- [Exercise details] Rewrite the lines from the one containing "notation: point(83, 54)." to the one containing "point(83, 64)", both included, with "basket" changed to "gondola" and nothing else altered.

- [Input material]

"""

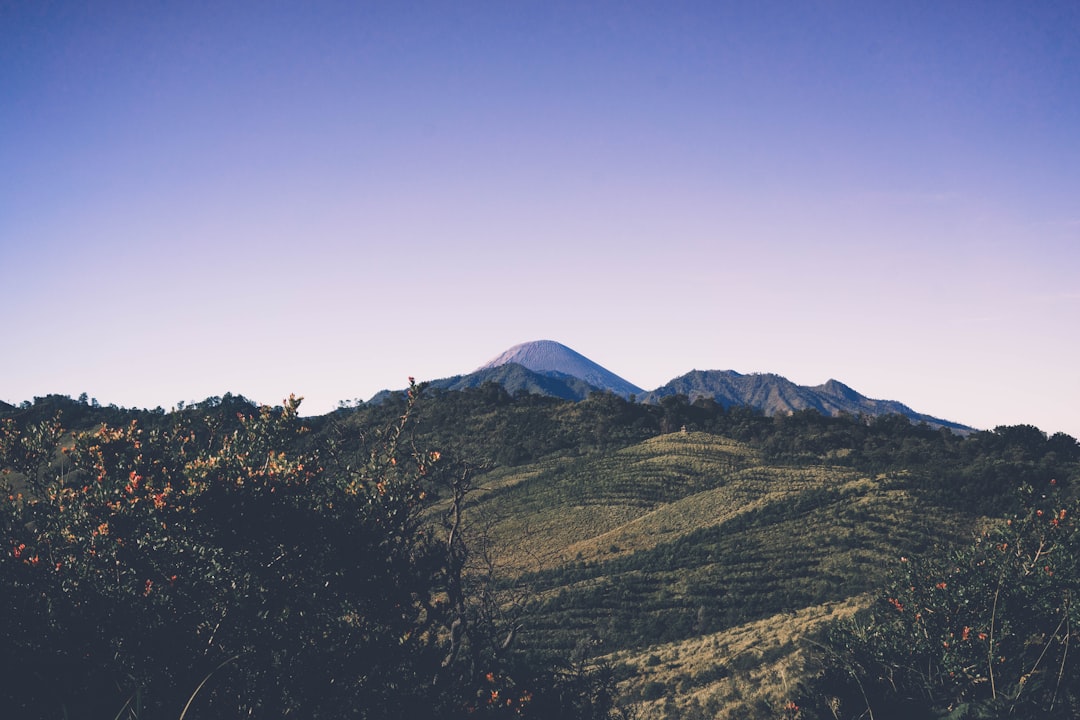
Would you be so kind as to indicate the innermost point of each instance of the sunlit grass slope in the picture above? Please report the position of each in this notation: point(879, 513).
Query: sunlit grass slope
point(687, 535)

"""
"""

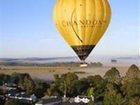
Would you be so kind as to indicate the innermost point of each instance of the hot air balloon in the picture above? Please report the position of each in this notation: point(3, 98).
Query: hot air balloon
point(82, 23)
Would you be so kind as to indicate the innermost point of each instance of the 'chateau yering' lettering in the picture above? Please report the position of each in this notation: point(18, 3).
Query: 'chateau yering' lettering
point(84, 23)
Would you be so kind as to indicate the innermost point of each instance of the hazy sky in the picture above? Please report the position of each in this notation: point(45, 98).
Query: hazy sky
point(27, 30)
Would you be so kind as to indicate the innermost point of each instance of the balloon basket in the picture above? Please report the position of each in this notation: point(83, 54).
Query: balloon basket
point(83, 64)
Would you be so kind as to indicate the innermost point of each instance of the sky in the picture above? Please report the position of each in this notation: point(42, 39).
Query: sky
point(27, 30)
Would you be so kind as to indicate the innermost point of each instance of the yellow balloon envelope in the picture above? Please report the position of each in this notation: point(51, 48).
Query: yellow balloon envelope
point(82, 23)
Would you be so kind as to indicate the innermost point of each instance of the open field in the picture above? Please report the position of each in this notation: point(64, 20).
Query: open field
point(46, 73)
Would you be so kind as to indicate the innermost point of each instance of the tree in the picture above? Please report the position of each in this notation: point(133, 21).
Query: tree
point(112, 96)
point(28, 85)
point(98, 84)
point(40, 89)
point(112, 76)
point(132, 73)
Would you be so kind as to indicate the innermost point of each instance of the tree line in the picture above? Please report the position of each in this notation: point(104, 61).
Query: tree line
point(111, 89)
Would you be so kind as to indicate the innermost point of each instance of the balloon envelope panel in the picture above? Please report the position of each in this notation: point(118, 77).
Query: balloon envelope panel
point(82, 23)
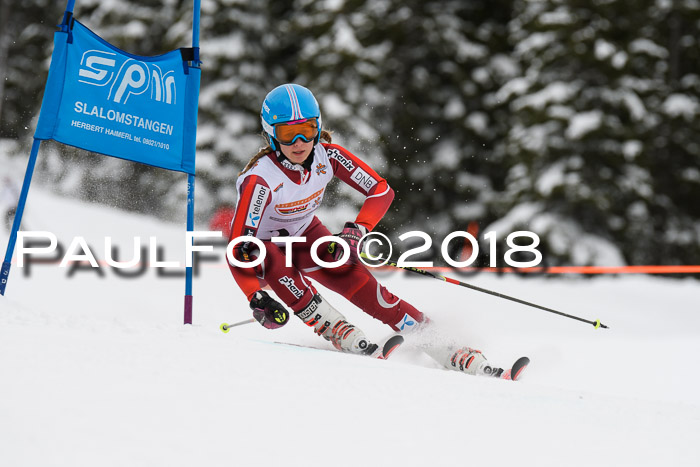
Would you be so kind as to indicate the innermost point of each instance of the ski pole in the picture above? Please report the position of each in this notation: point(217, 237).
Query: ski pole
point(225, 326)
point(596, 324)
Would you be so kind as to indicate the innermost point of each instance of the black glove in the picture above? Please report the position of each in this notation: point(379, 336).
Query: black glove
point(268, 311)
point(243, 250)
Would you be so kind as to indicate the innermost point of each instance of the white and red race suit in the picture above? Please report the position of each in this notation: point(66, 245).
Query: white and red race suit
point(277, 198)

"""
"""

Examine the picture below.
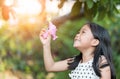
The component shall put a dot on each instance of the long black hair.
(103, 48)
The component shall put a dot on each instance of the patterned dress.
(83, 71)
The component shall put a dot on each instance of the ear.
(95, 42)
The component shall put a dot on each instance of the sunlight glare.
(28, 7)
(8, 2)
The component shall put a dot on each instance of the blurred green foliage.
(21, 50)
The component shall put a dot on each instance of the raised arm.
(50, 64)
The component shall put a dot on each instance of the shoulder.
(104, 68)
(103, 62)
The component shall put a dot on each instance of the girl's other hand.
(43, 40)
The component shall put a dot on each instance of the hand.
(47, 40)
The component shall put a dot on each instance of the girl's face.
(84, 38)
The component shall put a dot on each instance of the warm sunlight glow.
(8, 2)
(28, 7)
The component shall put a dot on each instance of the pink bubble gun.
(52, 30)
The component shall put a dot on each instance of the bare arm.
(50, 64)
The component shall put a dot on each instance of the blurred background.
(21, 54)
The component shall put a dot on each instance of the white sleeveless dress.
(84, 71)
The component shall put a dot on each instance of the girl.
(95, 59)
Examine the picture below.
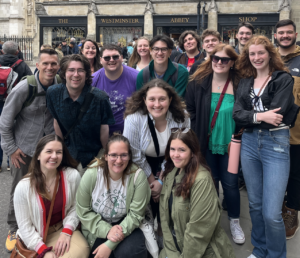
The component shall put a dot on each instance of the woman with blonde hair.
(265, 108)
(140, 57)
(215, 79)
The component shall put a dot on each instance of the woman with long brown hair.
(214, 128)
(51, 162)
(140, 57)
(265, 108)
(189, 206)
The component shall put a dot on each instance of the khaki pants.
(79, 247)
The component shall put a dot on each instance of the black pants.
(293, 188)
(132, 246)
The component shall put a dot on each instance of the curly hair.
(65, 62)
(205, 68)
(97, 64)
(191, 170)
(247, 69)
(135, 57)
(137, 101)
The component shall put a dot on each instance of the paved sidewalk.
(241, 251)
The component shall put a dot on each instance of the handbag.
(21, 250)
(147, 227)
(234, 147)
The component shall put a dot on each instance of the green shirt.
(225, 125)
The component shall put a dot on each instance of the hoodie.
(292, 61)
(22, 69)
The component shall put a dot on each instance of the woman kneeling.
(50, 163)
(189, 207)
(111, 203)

"""

- [Answer below]
Would you be so kind as to indicate the innermost point of each instance of the balloon gondola in the picture above? Please report the position of each in this notation: point(83, 54).
Query: balloon gondola
point(83, 64)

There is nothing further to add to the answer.